RECORDS PROVIDED

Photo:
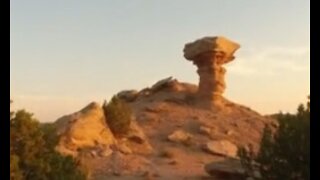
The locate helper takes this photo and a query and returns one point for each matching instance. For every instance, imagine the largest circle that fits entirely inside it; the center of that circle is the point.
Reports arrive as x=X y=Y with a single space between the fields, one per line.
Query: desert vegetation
x=32 y=154
x=285 y=153
x=118 y=116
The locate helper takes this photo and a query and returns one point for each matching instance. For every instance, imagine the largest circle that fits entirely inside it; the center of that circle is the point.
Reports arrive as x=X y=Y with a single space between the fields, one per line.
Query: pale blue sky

WHAT YOU SHOULD DO
Lay out every line of the items above as a numbered list, skipping blank lines and leaving out the pictures.

TASK RESULT
1. Photo:
2. The locate helper takes this photo and a query and returns one point for each matching instance. For every instance, imagine the largest circle that fits entirely inside it; the center of that circle is the point.
3. Reports arrive as x=X y=Y with a single space between the fields, one per line.
4. Query: desert vegetation
5. x=32 y=154
6. x=285 y=153
7. x=118 y=116
8. The locate helper takes this photo and a query and returns one point for each matching instance. For every instance, imagine the largest circle that fits entirely inside it; the center of that circle is the point.
9. Reports arrive as x=X y=Y with a single space between the fields, one per line.
10. Query: pale blue sky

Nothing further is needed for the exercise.